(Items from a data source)
.....

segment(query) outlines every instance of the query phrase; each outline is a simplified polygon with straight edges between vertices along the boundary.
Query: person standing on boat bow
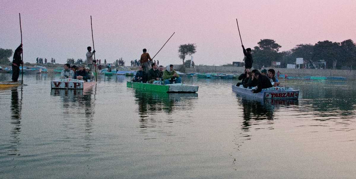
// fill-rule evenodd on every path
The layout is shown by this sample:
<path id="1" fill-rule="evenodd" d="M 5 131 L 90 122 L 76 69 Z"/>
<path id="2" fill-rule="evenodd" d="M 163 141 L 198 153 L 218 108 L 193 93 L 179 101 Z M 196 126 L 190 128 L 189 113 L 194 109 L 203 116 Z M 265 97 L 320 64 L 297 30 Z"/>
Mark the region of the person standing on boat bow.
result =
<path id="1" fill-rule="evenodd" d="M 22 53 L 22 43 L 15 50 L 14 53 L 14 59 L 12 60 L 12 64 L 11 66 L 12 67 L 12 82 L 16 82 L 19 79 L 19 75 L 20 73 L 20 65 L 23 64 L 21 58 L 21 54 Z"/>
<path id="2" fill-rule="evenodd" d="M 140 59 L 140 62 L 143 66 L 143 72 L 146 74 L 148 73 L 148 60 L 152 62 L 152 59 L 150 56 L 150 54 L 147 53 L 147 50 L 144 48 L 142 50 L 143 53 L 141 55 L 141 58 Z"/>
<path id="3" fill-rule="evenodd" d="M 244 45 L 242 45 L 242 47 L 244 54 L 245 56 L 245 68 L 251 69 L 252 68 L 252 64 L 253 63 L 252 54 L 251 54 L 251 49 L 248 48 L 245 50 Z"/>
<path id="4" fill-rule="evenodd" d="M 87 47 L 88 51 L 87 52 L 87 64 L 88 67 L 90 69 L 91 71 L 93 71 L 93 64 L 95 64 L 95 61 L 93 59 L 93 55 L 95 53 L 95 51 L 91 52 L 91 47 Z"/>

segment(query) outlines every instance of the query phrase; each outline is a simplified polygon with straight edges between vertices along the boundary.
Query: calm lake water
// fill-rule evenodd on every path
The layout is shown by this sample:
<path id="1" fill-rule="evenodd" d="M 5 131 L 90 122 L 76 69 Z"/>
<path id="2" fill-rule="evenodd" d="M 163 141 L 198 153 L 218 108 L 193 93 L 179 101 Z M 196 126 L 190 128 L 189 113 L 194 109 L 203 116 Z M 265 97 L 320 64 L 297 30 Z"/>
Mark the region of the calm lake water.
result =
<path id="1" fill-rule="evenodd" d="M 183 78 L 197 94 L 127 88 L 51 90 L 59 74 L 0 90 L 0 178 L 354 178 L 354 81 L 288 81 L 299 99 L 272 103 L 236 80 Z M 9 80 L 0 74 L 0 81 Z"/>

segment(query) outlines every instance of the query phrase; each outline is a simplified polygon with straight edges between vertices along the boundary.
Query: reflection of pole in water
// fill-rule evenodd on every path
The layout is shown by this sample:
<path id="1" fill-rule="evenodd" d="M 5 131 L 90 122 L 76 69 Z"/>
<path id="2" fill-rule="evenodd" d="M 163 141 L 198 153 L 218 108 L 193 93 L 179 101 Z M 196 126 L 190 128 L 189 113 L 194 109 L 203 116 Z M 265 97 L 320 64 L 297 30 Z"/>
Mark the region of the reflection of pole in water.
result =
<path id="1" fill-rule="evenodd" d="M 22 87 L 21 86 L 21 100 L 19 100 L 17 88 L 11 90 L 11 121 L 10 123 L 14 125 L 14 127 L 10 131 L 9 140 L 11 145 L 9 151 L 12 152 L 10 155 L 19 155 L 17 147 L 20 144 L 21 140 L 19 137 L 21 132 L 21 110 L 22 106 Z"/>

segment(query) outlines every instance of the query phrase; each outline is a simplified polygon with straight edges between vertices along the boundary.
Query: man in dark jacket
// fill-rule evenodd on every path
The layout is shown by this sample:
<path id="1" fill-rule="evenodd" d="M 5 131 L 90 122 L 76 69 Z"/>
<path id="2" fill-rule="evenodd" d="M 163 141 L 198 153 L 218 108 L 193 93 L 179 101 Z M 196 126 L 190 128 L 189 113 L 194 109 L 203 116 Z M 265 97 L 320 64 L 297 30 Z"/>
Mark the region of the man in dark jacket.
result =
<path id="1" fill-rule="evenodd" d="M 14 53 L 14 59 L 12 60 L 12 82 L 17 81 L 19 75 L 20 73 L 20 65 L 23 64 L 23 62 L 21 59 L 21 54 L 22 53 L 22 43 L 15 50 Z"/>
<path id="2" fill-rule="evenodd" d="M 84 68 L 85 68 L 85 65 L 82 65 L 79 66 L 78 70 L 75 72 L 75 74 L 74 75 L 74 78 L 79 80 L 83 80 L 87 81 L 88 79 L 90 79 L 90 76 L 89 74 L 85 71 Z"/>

.....

> DIRECTION
Convert every line of the items above into a Markdown table with the columns Row and Line, numbering the rows and skipping blank lines. Omit the pictures.

> COMPLETE OUTPUT
| Row | Line |
|---|---|
| 1 | segment(query) outlines every instance of the query phrase; each outline is a simplified polygon with straight edges between vertices along the boundary. |
| 2 | Query: person standing on boat bow |
| 3 | // fill-rule evenodd on every path |
| 4 | The layout is shown by this sample: |
| 5 | <path id="1" fill-rule="evenodd" d="M 5 131 L 90 122 L 76 69 Z"/> |
| 6 | <path id="2" fill-rule="evenodd" d="M 163 141 L 198 153 L 218 108 L 193 93 L 179 101 Z M 196 126 L 190 128 L 189 113 L 194 109 L 203 116 Z M 265 97 L 320 64 L 297 30 Z"/> |
| 7 | Mark the region of the person standing on boat bow. |
| 8 | result = |
| 9 | <path id="1" fill-rule="evenodd" d="M 22 53 L 22 43 L 15 50 L 14 53 L 14 59 L 12 60 L 12 64 L 11 66 L 12 67 L 12 82 L 16 82 L 19 79 L 19 75 L 20 73 L 20 65 L 23 64 L 21 58 L 21 54 Z"/> |
| 10 | <path id="2" fill-rule="evenodd" d="M 140 59 L 140 62 L 143 66 L 143 72 L 146 74 L 148 73 L 148 60 L 152 62 L 152 59 L 150 56 L 150 54 L 147 53 L 147 50 L 144 48 L 142 50 L 143 53 L 141 55 L 141 58 Z"/> |
| 11 | <path id="3" fill-rule="evenodd" d="M 244 45 L 242 45 L 242 47 L 244 54 L 245 56 L 245 68 L 251 69 L 252 68 L 252 64 L 253 63 L 252 54 L 251 54 L 251 49 L 248 48 L 245 50 Z"/> |
| 12 | <path id="4" fill-rule="evenodd" d="M 87 47 L 88 51 L 87 52 L 87 64 L 88 67 L 90 69 L 91 71 L 93 71 L 93 64 L 95 64 L 95 61 L 93 59 L 93 55 L 95 53 L 95 51 L 91 52 L 91 47 Z"/> |
| 13 | segment(query) outlines every instance of the query phrase; each outline is a simplified polygon with straight edges between vertices along the boundary. |
| 14 | Query: calm lake water |
| 15 | // fill-rule evenodd on every path |
| 16 | The layout is shown by this sample: |
| 17 | <path id="1" fill-rule="evenodd" d="M 5 131 L 90 122 L 76 69 Z"/> |
| 18 | <path id="2" fill-rule="evenodd" d="M 163 141 L 198 153 L 218 108 L 193 93 L 179 101 Z M 196 126 L 190 128 L 189 113 L 194 109 L 203 116 Z M 265 97 L 320 64 L 297 30 Z"/> |
| 19 | Mark the region of the calm lake water. |
| 20 | result = |
| 21 | <path id="1" fill-rule="evenodd" d="M 183 78 L 197 94 L 127 88 L 51 90 L 59 74 L 0 90 L 0 178 L 354 178 L 354 81 L 288 81 L 299 99 L 272 103 L 236 80 Z M 9 80 L 0 74 L 0 81 Z"/> |
| 22 | segment(query) outlines every instance of the query phrase; each outline is a simplified polygon with straight edges between vertices along the boundary. |
| 23 | Query: reflection of pole in water |
| 24 | // fill-rule evenodd on every path |
| 25 | The layout is shown by this sample: |
| 26 | <path id="1" fill-rule="evenodd" d="M 5 131 L 90 122 L 76 69 Z"/> |
| 27 | <path id="2" fill-rule="evenodd" d="M 163 141 L 198 153 L 218 108 L 193 93 L 179 101 Z M 196 126 L 190 128 L 189 113 L 194 109 L 203 116 Z M 265 97 L 320 64 L 297 30 Z"/> |
| 28 | Mark the region of the reflection of pole in water. |
| 29 | result = |
| 30 | <path id="1" fill-rule="evenodd" d="M 22 87 L 21 86 L 21 100 L 19 100 L 17 88 L 11 90 L 11 121 L 10 123 L 14 125 L 14 127 L 10 131 L 9 140 L 11 145 L 9 151 L 12 152 L 10 155 L 19 155 L 17 147 L 20 144 L 21 140 L 19 137 L 21 132 L 21 110 L 22 106 Z"/> |
| 31 | segment(query) outlines every instance of the query phrase; each outline is a simplified polygon with straight edges between vertices along the boundary. |
| 32 | Query: man in dark jacket |
| 33 | // fill-rule evenodd on every path |
| 34 | The layout is shown by this sample: |
| 35 | <path id="1" fill-rule="evenodd" d="M 5 131 L 90 122 L 76 69 Z"/> |
| 36 | <path id="2" fill-rule="evenodd" d="M 163 141 L 198 153 L 218 108 L 193 93 L 179 101 Z M 196 126 L 190 128 L 189 113 L 194 109 L 203 116 Z M 265 97 L 320 64 L 297 30 Z"/> |
| 37 | Mark the region of the man in dark jacket. |
| 38 | result = |
| 39 | <path id="1" fill-rule="evenodd" d="M 14 53 L 14 59 L 12 60 L 12 82 L 17 81 L 19 75 L 20 73 L 20 65 L 23 64 L 23 62 L 21 59 L 21 54 L 22 53 L 22 43 L 15 50 Z"/> |
| 40 | <path id="2" fill-rule="evenodd" d="M 84 68 L 85 68 L 85 65 L 82 65 L 79 66 L 78 70 L 75 72 L 75 74 L 74 75 L 74 78 L 79 80 L 83 80 L 87 81 L 88 79 L 90 79 L 90 76 L 89 74 L 85 71 Z"/> |